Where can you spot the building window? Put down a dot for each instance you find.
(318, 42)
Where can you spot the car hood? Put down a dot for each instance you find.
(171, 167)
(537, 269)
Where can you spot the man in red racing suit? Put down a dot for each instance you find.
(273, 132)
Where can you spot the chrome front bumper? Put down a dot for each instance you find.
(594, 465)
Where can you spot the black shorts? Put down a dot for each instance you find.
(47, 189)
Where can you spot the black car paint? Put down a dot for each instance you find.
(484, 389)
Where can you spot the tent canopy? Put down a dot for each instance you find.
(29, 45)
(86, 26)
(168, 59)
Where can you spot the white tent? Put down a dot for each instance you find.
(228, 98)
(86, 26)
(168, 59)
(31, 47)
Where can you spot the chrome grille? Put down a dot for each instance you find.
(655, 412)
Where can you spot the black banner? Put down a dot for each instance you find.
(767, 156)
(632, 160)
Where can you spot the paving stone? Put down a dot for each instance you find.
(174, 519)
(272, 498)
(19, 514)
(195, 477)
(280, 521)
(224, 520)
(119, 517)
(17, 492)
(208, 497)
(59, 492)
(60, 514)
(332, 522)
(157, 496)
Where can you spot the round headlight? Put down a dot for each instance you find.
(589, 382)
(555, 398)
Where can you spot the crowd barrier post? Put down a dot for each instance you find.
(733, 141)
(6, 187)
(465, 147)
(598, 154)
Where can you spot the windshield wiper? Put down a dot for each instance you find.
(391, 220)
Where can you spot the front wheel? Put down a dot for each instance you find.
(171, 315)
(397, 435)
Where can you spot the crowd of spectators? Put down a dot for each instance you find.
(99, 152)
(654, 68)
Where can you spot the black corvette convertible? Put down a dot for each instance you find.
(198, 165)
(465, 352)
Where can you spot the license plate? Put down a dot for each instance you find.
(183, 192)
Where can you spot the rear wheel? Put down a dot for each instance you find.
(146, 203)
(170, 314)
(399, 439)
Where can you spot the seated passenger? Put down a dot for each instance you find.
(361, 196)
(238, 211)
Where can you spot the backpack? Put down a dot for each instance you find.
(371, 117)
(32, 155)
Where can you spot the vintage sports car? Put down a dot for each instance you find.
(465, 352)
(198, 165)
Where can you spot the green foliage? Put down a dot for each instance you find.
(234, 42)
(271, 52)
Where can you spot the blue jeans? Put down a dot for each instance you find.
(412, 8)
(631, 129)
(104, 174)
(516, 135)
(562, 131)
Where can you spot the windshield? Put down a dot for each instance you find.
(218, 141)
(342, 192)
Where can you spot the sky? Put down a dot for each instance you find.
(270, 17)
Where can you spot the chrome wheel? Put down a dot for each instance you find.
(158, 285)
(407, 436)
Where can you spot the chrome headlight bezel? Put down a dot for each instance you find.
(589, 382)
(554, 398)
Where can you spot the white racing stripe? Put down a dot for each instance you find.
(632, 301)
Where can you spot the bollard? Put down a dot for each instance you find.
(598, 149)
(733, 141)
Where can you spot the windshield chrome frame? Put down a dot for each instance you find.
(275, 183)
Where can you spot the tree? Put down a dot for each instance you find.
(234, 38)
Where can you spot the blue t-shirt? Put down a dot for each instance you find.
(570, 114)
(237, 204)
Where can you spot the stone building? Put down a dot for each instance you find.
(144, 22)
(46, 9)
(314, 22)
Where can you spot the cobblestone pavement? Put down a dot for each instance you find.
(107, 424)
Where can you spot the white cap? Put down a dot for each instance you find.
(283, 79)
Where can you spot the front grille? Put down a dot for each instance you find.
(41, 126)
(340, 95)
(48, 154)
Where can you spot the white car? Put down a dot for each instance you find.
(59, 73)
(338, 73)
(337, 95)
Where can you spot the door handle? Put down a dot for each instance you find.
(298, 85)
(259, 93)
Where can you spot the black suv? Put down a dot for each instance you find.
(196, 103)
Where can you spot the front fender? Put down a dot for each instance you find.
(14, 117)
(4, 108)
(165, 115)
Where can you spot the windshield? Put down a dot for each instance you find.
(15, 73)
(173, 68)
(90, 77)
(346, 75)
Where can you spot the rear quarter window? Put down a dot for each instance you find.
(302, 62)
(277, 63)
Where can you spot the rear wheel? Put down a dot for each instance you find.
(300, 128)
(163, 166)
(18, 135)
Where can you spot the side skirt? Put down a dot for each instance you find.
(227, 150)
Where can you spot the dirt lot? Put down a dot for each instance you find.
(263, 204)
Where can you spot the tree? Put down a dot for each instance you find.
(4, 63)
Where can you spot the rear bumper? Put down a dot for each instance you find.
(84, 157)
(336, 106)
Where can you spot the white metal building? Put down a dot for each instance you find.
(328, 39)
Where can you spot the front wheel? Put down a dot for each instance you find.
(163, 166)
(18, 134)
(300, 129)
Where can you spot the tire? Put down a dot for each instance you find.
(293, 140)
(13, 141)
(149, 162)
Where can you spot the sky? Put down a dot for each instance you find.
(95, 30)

● **Directions for this task**:
Retype all of the data shown above, word for word.

● **Answer to this problem**:
Where can you spot the building window? Put down a dot for each instance you find.
(318, 42)
Where can you spot the car hood? Put down a dot for each instance you find.
(171, 167)
(537, 269)
Where can you spot the man in red racing suit? Put down a dot for each instance you find.
(273, 132)
Where can you spot the chrome front bumper? Put down a dot for each instance you find.
(594, 465)
Where can you spot the black shorts? Put down a dot for each instance you find.
(47, 189)
Where can you spot the black car paint? Put down a dot for each instance you find.
(484, 389)
Where can you spot the tent canopy? Put down a dot for each instance you find.
(29, 45)
(86, 26)
(168, 59)
Where can you spot the white tent? Put down a dot for each instance you find.
(228, 98)
(86, 26)
(168, 59)
(31, 47)
Where can you spot the chrome grille? Put down a dot for each instance you find.
(655, 412)
Where can you spot the black banner? Put down a dot for each instance you find.
(767, 156)
(632, 160)
Where can you spot the paving stone? Put down a dot for each instance you find.
(174, 519)
(272, 498)
(19, 514)
(195, 477)
(280, 521)
(224, 520)
(119, 517)
(17, 492)
(208, 497)
(59, 492)
(60, 514)
(332, 522)
(157, 496)
Where can you spot the round headlight? Put down a dot for each instance you find.
(589, 382)
(555, 398)
Where can you spot the crowd barrier post? Put down a dot for each instance you find.
(733, 141)
(6, 187)
(465, 147)
(598, 154)
Where can you spot the windshield wiper? Put down a dot for each instance you find.
(391, 220)
Where can you spot the front wheel? Put down a dot for each instance you find.
(171, 315)
(397, 435)
Where can you spot the crowd of spectators? Put down a dot for each instance you find.
(99, 152)
(654, 68)
Where can you spot the black corvette convertible? Put down a dot for each instance you find.
(198, 165)
(465, 352)
Where can you spot the license plate? Put down a dot for each instance you find.
(183, 192)
Where can you spot the rear wheel? Put down a dot for each instance you find.
(146, 203)
(170, 314)
(399, 439)
Where can you spot the seated passenger? Put down a dot for each instance you find.
(361, 196)
(238, 211)
Where can you spot the backpack? Put down a dot for each instance you find.
(371, 117)
(32, 155)
Where can you spot the vintage sports car? Put down a dot for each instance you find.
(465, 352)
(198, 165)
Where can you spot the green foliage? Put down a dot for each instance you find.
(234, 42)
(271, 52)
Where can you spot the blue jeans? Put down a dot for each instance you find.
(412, 8)
(631, 129)
(104, 174)
(516, 135)
(562, 131)
Where can you spot the windshield? Put down a dot for each instance you find.
(218, 141)
(342, 192)
Where can you spot the sky? Put down a dot for each instance you find.
(270, 17)
Where can you spot the chrome wheel? Put down a dot for each instance you find.
(158, 285)
(407, 436)
Where can you spot the chrome headlight bezel? Put down a dot for each instance you find.
(589, 382)
(554, 398)
Where can you spot the white racing stripe? Put down a dot for each instance you find.
(632, 301)
Where can you spot the bollard? Put down a dot for each instance you find.
(598, 149)
(733, 141)
Where can you spot the windshield chrome frame? Put down a dot for each instance you find.
(275, 183)
Where can you spot the tree? Put down a dot for each instance you find.
(234, 38)
Where can you spot the blue t-shirt? Put down a dot for each instance you find.
(570, 114)
(237, 204)
Where can you spot the stone building? Put down a dot for each instance you find.
(144, 22)
(46, 9)
(314, 22)
Where can you spot the cobblestone pavement? Put down a dot for each instance you find.
(107, 424)
Where can you spot the white cap? Put down a dot for each instance you find.
(283, 79)
Where can you spot the front grille? Put down a dot for each instance you find.
(41, 126)
(340, 95)
(48, 154)
Where can you spot the white car? Put down a dot for each instance you find.
(59, 73)
(338, 73)
(337, 95)
Where can you spot the door handle? Put down a dot for each instance you find.
(298, 85)
(259, 93)
Where can you spot the black suv? Put down a dot for each instance you find.
(196, 103)
Where can you spot the front fender? Put down a dot for each instance you find.
(14, 117)
(4, 108)
(165, 115)
Where can you spot the windshield? Put down a dot for each instance you find.
(15, 73)
(173, 68)
(90, 77)
(346, 75)
Where can you spot the rear quarter window? Put down a dot for each instance you find.
(302, 62)
(277, 63)
Where can you spot the rear wheel? Put down a dot for each instance you find.
(300, 128)
(163, 166)
(18, 135)
Where can you spot the side skirt? Put down a dot for each instance you find.
(227, 150)
Where can you spot the dirt lot? Put down a dot for each instance you find.
(263, 204)
Where can you spot the tree? Put down a dot for each instance you find.
(4, 63)
Where can you spot the rear bumper? Put down a dot for each instance you find.
(84, 157)
(336, 106)
Where can you spot the white metal building? Put down a dot for each instance you find.
(328, 39)
Where can you spot the front wheel? Put down a dot for each instance you find.
(163, 166)
(18, 134)
(300, 129)
Where can you spot the tire? Put down a dot for each instance you find.
(293, 140)
(13, 141)
(149, 162)
Where can you spot the sky? Put down a dot for each instance you find.
(95, 30)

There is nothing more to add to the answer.